→ Le consegne:
(A) Riporta alla lettera il passo del testo sulla Fontana dei Fiumi che si apre con le parole contenenti "La piazza è, infine, una" e si chiude con "S.Agnese in particolare.".
(B) Per ciascuna affermazione indica se concorda con il testo sulla Fontana dei Fiumi, rispondendo sì o no e citando alla lettera le parole decisive: (i) i progetti di Sant'Agnese in Agone risalgono agli anni in cui regnava Innocenzo X; (ii) la piazza conserva ancora la pavimentazione originale; (iii) l'epigrafe citata si trova sulla facciata nord dell'obelisco.

→ Estratto del testo:
© Francesco Indraccolo

  Il tuo browser non supporta il tag embed per questo motivo non senti alcuna musica

 

La Fontana dei Fiumi di Piazza Navona a Roma è universalmente nota come uno dei più bei gioielli dell'arte barocca in cui si sono esaltate le qualità scultoree, architettoniche e scenografiche di Gian Lorenzo Bernini anche per effetto dello spirito di emulazione tra lui e Francesco Castelli, detto il Borromini, il quale negli stessi anni (1648-1651) e sotto lo stesso pontefice (Innocenzo X) stava lavorando se non altro ai progetti della Chiesa di Sant'Agnese in Agone, sulla stessa piazza, intimamente collegata alla Fontana, forse molto di più di quanto la storia non tramandi.
I romanzi e i turisti di tutto il mondo amano questa piazza così accogliente e spettacolare, delimitata da un armonioso complesso di edifici che sorgono sui resti dello stadio di Domiziano, e non dubitano nemmeno lontanamente che si tratti di un messaggio cifrato e pietrificato, di un locus memoriae capace di tramandare un insegnamento complesso e unitario, di un insieme simbolico fatto di silenzio suscettibile di vivificarsi e rendersi “sonoro” a chi abbia la pazienza di ricercare.
La piazza è, infine, una specie di labirinto, anche se non ci sono muri o siepi di giardini, ed è purtroppo priva della pavimentazione originale che, se non fosse stata distrutta nel secolo scorso, avrebbe forse potuto tramandarci altri insegnamenti preziosi. Eppure l'epigrafe della facciata sud dell'obelisco che sormonta la Fontana dice chiaramente che essa è stata fatta per elargire “bevanda agli assetati” (dalla condotta dell'Acqua Vergine che alimenta anche la Fontana di Trevi e la fontana antistante il Pantheon), nonché “esca a coloro che meditano”. Ma qui conviene procedere con ordine, descrivendo dapprima la Fontana e la sua storia, esaminandone i rapporti con la piazza in generale e con S.Agnese in particolare.

→ Dati di origine:
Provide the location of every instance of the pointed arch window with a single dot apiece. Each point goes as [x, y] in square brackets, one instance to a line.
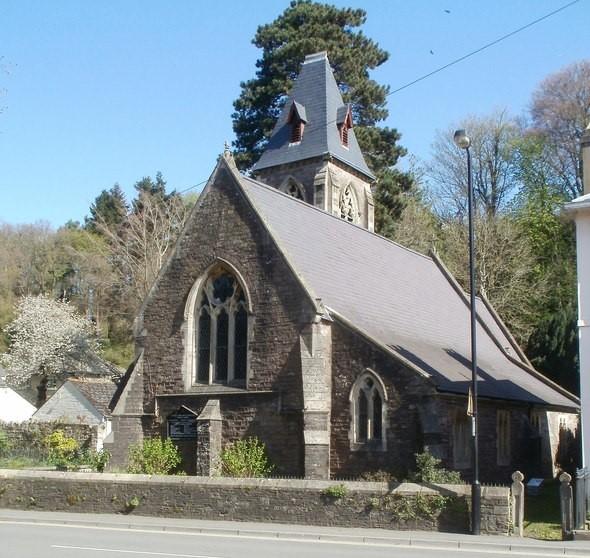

→ Soluzioni per consegna:
(A)
La piazza è, infine, una specie di labirinto, anche se non ci sono muri o siepi di giardini, ed è purtroppo priva della pavimentazione originale che, se non fosse stata distrutta nel secolo scorso, avrebbe forse potuto tramandarci altri insegnamenti preziosi. Eppure l'epigrafe della facciata sud dell'obelisco che sormonta la Fontana dice chiaramente che essa è stata fatta per elargire “bevanda agli assetati” (dalla condotta dell'Acqua Vergine che alimenta anche la Fontana di Trevi e la fontana antistante il Pantheon), nonché “esca a coloro che meditano”. Ma qui conviene procedere con ordine, descrivendo dapprima la Fontana e la sua storia, esaminandone i rapporti con la piazza in generale e con S.Agnese in particolare.

(B)
(i) Sì: "negli stessi anni (1648-1651) e sotto lo stesso pontefice (Innocenzo X)".
(ii) No: "è purtroppo priva della pavimentazione originale".
(iii) No: "l'epigrafe della facciata sud dell'obelisco".